Labeling and segmentation records:
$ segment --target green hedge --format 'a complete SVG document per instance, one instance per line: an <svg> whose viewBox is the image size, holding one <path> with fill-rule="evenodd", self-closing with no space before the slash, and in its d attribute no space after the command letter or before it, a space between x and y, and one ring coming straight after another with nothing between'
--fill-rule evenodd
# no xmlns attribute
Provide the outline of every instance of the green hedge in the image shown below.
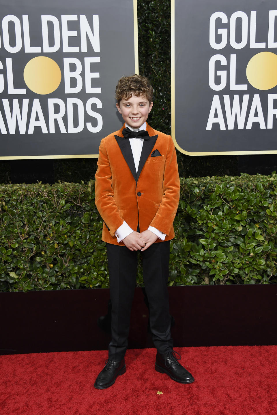
<svg viewBox="0 0 277 415"><path fill-rule="evenodd" d="M276 174L181 181L169 284L276 283ZM93 200L93 182L0 186L0 290L108 286Z"/></svg>

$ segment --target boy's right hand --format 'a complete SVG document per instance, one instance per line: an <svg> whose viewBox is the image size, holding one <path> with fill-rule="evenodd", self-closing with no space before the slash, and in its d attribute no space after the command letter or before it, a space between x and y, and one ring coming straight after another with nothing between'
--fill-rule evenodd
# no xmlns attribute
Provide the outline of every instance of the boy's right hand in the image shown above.
<svg viewBox="0 0 277 415"><path fill-rule="evenodd" d="M130 251L139 251L145 247L145 243L138 237L139 234L138 232L132 232L122 239L125 246Z"/></svg>

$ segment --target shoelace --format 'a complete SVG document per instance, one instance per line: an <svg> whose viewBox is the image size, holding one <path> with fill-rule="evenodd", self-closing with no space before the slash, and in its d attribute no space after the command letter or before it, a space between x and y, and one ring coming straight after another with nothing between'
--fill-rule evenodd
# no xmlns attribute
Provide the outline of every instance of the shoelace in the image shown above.
<svg viewBox="0 0 277 415"><path fill-rule="evenodd" d="M179 356L179 358L177 357L176 354L178 354ZM177 364L180 364L179 362L177 361L178 360L181 360L181 355L179 354L177 352L175 352L175 350L170 350L169 352L167 357L165 358L165 366L167 367L169 367L170 366L170 360L171 359L174 359L176 361L176 363ZM167 364L167 361L168 361L169 363Z"/></svg>
<svg viewBox="0 0 277 415"><path fill-rule="evenodd" d="M114 364L115 363L116 363L117 366ZM105 362L105 367L106 367L107 368L110 367L110 366L115 366L115 367L118 367L118 362L116 362L113 360L110 360L109 359L107 359Z"/></svg>

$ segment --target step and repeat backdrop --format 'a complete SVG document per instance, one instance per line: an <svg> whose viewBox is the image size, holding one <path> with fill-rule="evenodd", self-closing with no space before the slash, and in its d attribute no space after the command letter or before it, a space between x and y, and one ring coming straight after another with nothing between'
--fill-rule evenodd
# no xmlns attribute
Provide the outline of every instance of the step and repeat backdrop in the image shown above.
<svg viewBox="0 0 277 415"><path fill-rule="evenodd" d="M97 157L138 71L135 0L13 0L0 8L0 159Z"/></svg>
<svg viewBox="0 0 277 415"><path fill-rule="evenodd" d="M182 152L277 153L276 9L172 0L172 133Z"/></svg>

▶ **Objective**: Reproduce the records above line for line, without changing any character. Omit the picture from your copy.

▶ **The output**:
$ segment --target green hedge --format 'a complete SVG document per instance, one instance per line: an <svg> whose viewBox is the image size, holding one <path> with fill-rule="evenodd", self-closing with no space before the slash, and in its d attribute no space after the command letter or before it, a space between x and y, and one ring coming straight after another with nothing between'
--fill-rule evenodd
# no xmlns attribute
Provide the outline of every instance of the green hedge in the image shown below.
<svg viewBox="0 0 277 415"><path fill-rule="evenodd" d="M276 174L181 181L169 284L276 283ZM93 200L93 182L0 186L0 290L108 286Z"/></svg>

$ segment --target boy's right hand --format 'a complete SVG document per instance, one instance per line: an <svg> whose viewBox is the image size, holding one <path> with fill-rule="evenodd", self-closing with no space before the slash, and in its d attribute no space after the command letter or before it, a space between x and y, and one ring coming straight after another with nothing between'
--fill-rule evenodd
# no xmlns attribute
Provide the outline of every instance of the boy's right hand in the image shown above.
<svg viewBox="0 0 277 415"><path fill-rule="evenodd" d="M130 251L139 251L145 247L145 243L138 237L139 234L138 232L132 232L122 239L125 246Z"/></svg>

$ segment --target shoelace --format 'a complete SVG document per instance, one instance per line: an <svg> whose viewBox is the image size, holding one <path> with fill-rule="evenodd", self-closing with no space before the slash, and in its d attribute no space after the command letter or before it, a space between x and y, and one ring coming straight after another with nothing between'
--fill-rule evenodd
# no xmlns attribute
Provide the outline of every instance of the shoelace in the image shown above.
<svg viewBox="0 0 277 415"><path fill-rule="evenodd" d="M179 356L179 358L177 357L176 354L178 354ZM177 364L180 364L179 362L177 361L178 360L181 360L181 355L179 354L177 352L175 352L175 350L170 350L169 352L167 357L165 358L165 366L167 367L169 367L170 366L170 360L171 359L174 359L176 361L176 363ZM167 364L167 361L168 361L169 363Z"/></svg>
<svg viewBox="0 0 277 415"><path fill-rule="evenodd" d="M114 364L115 363L116 363L117 366ZM105 362L105 367L106 367L107 368L110 367L110 366L115 366L115 367L118 367L118 362L116 362L113 360L110 360L109 359L107 359Z"/></svg>

$ segment --target step and repeat backdrop --format 'a complete SVG document per instance, one instance per line: an <svg> whose viewBox is the image size, holding one <path> with fill-rule="evenodd", self-closing with no space before the slash, and in its d attribute no space after the command letter or before it, a space between x and y, and one ring coming straight after another with nothing between'
--fill-rule evenodd
# no xmlns attribute
Provide the outline of every instance of the step and repeat backdrop in the image shown above.
<svg viewBox="0 0 277 415"><path fill-rule="evenodd" d="M97 157L138 71L135 0L13 0L0 8L0 159Z"/></svg>
<svg viewBox="0 0 277 415"><path fill-rule="evenodd" d="M182 152L277 153L276 9L172 0L172 133Z"/></svg>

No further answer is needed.